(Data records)
<<<<
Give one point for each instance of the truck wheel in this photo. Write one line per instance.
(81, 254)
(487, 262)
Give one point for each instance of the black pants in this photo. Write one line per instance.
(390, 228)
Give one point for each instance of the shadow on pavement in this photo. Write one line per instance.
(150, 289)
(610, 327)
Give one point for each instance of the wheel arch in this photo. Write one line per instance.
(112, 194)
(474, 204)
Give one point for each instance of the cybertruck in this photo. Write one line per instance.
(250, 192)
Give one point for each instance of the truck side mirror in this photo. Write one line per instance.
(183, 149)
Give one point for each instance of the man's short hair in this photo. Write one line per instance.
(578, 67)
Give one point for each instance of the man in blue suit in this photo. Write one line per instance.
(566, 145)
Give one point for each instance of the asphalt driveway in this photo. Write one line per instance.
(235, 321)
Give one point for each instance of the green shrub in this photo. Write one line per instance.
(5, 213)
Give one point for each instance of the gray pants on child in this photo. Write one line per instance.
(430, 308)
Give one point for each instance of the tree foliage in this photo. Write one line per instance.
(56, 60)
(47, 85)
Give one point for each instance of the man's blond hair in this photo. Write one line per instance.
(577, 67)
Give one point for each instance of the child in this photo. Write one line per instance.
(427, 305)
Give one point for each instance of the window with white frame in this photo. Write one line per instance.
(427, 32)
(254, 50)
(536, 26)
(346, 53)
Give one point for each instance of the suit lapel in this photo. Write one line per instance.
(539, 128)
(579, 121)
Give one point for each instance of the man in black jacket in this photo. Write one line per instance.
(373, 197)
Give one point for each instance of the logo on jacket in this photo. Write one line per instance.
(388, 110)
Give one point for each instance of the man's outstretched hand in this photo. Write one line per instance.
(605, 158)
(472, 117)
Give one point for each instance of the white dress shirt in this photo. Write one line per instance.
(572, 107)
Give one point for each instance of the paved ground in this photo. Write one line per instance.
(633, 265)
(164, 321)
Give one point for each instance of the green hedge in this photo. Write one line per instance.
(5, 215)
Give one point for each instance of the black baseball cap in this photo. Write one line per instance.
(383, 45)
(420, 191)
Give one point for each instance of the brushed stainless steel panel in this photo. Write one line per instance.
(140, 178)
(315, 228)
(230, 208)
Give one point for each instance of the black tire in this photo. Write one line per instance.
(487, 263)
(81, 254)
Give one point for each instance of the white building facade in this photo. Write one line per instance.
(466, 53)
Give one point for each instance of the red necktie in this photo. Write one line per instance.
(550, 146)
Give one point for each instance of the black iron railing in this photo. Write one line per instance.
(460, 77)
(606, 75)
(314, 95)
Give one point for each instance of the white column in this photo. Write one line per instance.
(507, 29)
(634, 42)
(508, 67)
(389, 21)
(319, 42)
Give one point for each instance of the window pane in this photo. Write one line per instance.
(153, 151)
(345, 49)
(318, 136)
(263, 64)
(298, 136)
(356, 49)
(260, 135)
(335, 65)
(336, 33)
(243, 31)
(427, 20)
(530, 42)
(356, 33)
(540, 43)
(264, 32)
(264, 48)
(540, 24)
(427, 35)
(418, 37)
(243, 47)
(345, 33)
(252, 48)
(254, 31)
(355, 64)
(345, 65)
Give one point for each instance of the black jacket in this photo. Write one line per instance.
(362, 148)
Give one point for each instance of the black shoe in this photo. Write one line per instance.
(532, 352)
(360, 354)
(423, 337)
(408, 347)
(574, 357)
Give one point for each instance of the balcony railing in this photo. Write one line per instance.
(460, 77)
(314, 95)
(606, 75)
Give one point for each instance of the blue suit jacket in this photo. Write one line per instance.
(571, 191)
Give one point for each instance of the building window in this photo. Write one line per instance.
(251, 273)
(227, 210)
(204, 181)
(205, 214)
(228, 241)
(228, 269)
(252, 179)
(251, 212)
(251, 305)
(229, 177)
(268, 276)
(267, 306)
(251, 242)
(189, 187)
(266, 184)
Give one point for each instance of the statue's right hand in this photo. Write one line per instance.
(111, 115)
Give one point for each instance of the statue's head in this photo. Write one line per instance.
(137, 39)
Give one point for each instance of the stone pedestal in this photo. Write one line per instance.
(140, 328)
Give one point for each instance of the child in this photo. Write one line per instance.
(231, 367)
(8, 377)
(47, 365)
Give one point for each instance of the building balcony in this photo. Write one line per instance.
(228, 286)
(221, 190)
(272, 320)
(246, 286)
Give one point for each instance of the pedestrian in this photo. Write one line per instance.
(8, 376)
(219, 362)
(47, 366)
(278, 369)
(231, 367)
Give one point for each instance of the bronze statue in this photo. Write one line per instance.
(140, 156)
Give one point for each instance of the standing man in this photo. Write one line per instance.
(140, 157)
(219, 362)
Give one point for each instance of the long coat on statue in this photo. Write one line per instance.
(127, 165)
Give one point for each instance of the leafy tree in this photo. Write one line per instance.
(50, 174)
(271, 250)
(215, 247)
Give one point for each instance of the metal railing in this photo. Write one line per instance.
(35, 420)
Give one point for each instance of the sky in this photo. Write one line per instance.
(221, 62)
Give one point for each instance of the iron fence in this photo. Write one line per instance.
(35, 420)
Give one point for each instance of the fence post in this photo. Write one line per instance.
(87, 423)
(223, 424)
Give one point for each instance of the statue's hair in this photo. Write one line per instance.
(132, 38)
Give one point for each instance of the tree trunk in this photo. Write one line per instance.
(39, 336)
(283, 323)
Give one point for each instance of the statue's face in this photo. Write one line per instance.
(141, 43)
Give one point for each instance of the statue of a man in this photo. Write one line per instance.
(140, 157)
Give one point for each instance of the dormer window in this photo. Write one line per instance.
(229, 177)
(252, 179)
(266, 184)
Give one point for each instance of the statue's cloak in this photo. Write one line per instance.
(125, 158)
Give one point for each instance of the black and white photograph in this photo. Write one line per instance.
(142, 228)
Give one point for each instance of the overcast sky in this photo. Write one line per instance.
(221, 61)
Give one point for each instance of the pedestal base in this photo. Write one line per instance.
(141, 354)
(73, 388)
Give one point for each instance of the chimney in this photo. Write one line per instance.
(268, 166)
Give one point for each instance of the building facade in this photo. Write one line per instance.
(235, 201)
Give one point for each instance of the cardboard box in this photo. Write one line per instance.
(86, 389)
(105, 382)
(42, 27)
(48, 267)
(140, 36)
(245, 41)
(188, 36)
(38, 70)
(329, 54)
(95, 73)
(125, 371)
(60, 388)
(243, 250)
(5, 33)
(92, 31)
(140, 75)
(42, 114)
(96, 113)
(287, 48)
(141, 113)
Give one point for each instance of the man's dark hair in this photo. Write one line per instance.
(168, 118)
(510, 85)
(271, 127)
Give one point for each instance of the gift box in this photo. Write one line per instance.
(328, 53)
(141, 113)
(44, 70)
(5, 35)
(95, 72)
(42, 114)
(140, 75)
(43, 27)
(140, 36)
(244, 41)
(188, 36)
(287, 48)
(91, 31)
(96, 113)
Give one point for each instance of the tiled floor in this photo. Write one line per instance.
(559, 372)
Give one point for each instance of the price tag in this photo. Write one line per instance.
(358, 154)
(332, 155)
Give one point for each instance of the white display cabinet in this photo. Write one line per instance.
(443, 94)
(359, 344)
>>>>
## TASK
Restate all of the entries above precisely.

## ANSWER SPACE
Give one point for each instance of the truck wheel in this photo. Write one line per instance.
(81, 254)
(487, 262)
Give one point for each instance of the black pants in this photo. Write one line per instance.
(390, 228)
Give one point for each instance of the shadow on pavement in this photo. Write one line per instance.
(150, 289)
(610, 327)
Give one point for each instance of the wheel arch in this photo. Write one line per instance.
(112, 194)
(474, 204)
Give one point for each instance of the cybertruck in this photo. Write one line per instance.
(250, 192)
Give one point for each instance of the truck side mirror in this photo. Write one line per instance.
(183, 149)
Give one point for each instance of the man's short hair in this photo. Write one line per instance.
(578, 67)
Give one point for each instance of the man in blue suit in this photo. Write one line per instance.
(566, 145)
Give one point for each instance of the asphalt driveway in this photo. Write one line per instance.
(235, 321)
Give one point for each instance of the green shrub in this photo. Write one line per instance.
(5, 213)
Give one point for each instance of the gray pants on child in this photo. Write one line per instance.
(430, 308)
Give one point for each instance of the tree foliage in this photo. Write one line per instance.
(56, 60)
(47, 85)
Give one point for each instance of the man's blond hair in this photo. Write one line per instance.
(577, 67)
Give one point for each instance of the child in this photo. Write one line per instance.
(427, 305)
Give one point for each instance of the window with white frame in this photo. Write one line per instance.
(427, 32)
(254, 50)
(536, 26)
(346, 53)
Give one point for each instance of the suit lapel in this photo. Write one line per instance.
(539, 128)
(579, 121)
Give one point for each instance of the man in black jacket in this photo. Write one line per instance.
(373, 197)
Give one point for each instance of the logo on jacket in this photo. Write one line per instance.
(388, 110)
Give one point for each instance of the man's outstretched hand in this photo. Write one line per instance.
(605, 158)
(472, 117)
Give one point for each instance of the white dress shirt in this photo. Write one line per instance.
(572, 107)
Give one point for each instance of the paved ground in this photo. Write one line per instance.
(633, 265)
(164, 321)
Give one point for each instance of the green hedge in this photo. Write one line per instance.
(5, 215)
Give one point for each instance of the black baseball cap in this photo. Write one line per instance.
(383, 45)
(420, 191)
Give one point for each instance of the brushed stainless steel panel in this photo. Write one line per instance.
(140, 178)
(315, 228)
(230, 208)
Give one point for each instance of the black tire in this photo. Write one line per instance.
(487, 263)
(81, 254)
Give one point for each instance of the white building facade in this photo. Write one line per instance.
(466, 53)
Give one point for each instance of the red necktie in this photo. Write one line per instance.
(550, 146)
Give one point for each instance of the black iron railing in this photo. Write one line per instance.
(460, 77)
(606, 75)
(314, 95)
Give one point for each instance of the white column in this photo. Write one line per instance.
(507, 29)
(634, 42)
(508, 67)
(389, 21)
(319, 42)
Give one point for each instance of the window pane in this photo. Write one line per instance.
(153, 151)
(345, 49)
(318, 136)
(263, 64)
(298, 136)
(356, 49)
(260, 135)
(335, 65)
(336, 33)
(243, 31)
(427, 20)
(530, 42)
(356, 33)
(540, 43)
(264, 32)
(264, 48)
(540, 24)
(427, 35)
(418, 37)
(243, 47)
(345, 33)
(252, 48)
(254, 31)
(355, 64)
(345, 65)
Give one point for each instance of the black jacket in this photo. Write one line per instance.
(362, 148)
Give one point for each instance of the black shoe in this photo. Write one line per instance.
(532, 352)
(360, 354)
(423, 337)
(408, 347)
(574, 357)
Give one point for each instance of the balcony railing in this photo. Write one line per instance.
(460, 77)
(314, 95)
(606, 75)
Give one point for each instance of the blue suit jacket in this photo. Write one line per instance.
(571, 191)
Give one point for each instance of the building window in this photo. Write one line per instance.
(251, 273)
(227, 210)
(204, 181)
(205, 214)
(228, 241)
(228, 269)
(252, 179)
(251, 212)
(251, 305)
(229, 177)
(268, 276)
(267, 306)
(251, 242)
(189, 187)
(266, 184)
Give one point for each instance of the statue's right hand in this photo. Write one line per instance.
(111, 115)
Give one point for each instance of the statue's head in this photo. Write one line per instance.
(137, 39)
Give one point for each instance of the stone pedestal in this photo. Write one line per instance.
(140, 328)
Give one point for each instance of the child in this photo. Write one line per instance.
(231, 367)
(8, 377)
(47, 365)
Give one point for each instance of the building balcony in this photo. Write one line per instance.
(228, 286)
(221, 190)
(272, 320)
(246, 286)
Give one point for each instance of the pedestrian in this photo. Write one line per instance.
(8, 376)
(219, 362)
(47, 366)
(278, 369)
(231, 367)
Give one point for each instance of the bronze statue in this photo. Write one line per instance.
(140, 156)
Give one point for each instance of the standing man in this photo. Write one line per instance.
(140, 157)
(219, 362)
Give one point for each instance of the long coat on statue in this photo. Write one line per instance.
(127, 165)
Give one point for each instance of the leafy tree in this photo. Write one line per instance.
(50, 174)
(271, 250)
(215, 247)
Give one point for each instance of the metal railing in this photo. Write one line per instance.
(35, 420)
Give one point for each instance of the sky in this photo. Write one line per instance.
(221, 62)
Give one point for each instance of the iron fence in this photo. Write one line per instance.
(35, 420)
Give one point for each instance of the fence post in this photo. Write one line per instance.
(87, 423)
(223, 424)
Give one point for each instance of the statue's hair in this photo. Write one line per instance.
(132, 38)
Give one point for each instance of the tree trunk in this photo. Write one line per instance.
(39, 336)
(283, 323)
Give one point for each instance of the statue's face in this photo. Write one line per instance.
(141, 43)
Give one point for each instance of the statue of a man in this photo. Write one line per instance.
(140, 157)
Give one point for each instance of the dormer window in this photo. Write one line per instance.
(229, 177)
(252, 179)
(266, 184)
Give one point for each instance of the statue's cloak in this photo. Write one line per instance.
(125, 158)
Give one point for each instance of the black and white photograph in this photo. Write one line per instance.
(142, 228)
Give one point for each instance of the overcast sky in this photo. Write one line per instance.
(221, 61)
Give one point for each instance of the pedestal base in this photo. Write one line per instance.
(141, 354)
(73, 388)
Give one point for each instance of the chimney in this photo. Write one line per instance.
(268, 166)
Give one point for each instance of the building facade in this photo. Write one line per instance.
(235, 201)
Give one point for each instance of the cardboard box in this photo. Write one line per instance.
(86, 389)
(105, 382)
(42, 27)
(48, 267)
(140, 36)
(245, 41)
(188, 36)
(38, 70)
(329, 54)
(95, 73)
(125, 371)
(60, 388)
(243, 250)
(5, 33)
(92, 31)
(140, 75)
(42, 114)
(96, 113)
(287, 48)
(141, 113)
Give one point for each instance of the man's dark hair in this photo. Write one line per instance.
(168, 118)
(510, 85)
(271, 127)
Give one point for each instance of the gift box in this photo. Write one line per instance.
(328, 53)
(141, 113)
(44, 70)
(5, 35)
(95, 72)
(42, 114)
(140, 75)
(43, 27)
(140, 36)
(244, 41)
(188, 36)
(287, 48)
(91, 31)
(96, 113)
Give one point for each instance of the tiled floor in this photo. Write one line per instance.
(559, 372)
Give one point for each instance of the price tag in this photo. Write one line per instance.
(358, 154)
(332, 155)
Give one point for each instance of the white display cabinet in this photo. Write one line per instance.
(443, 94)
(359, 344)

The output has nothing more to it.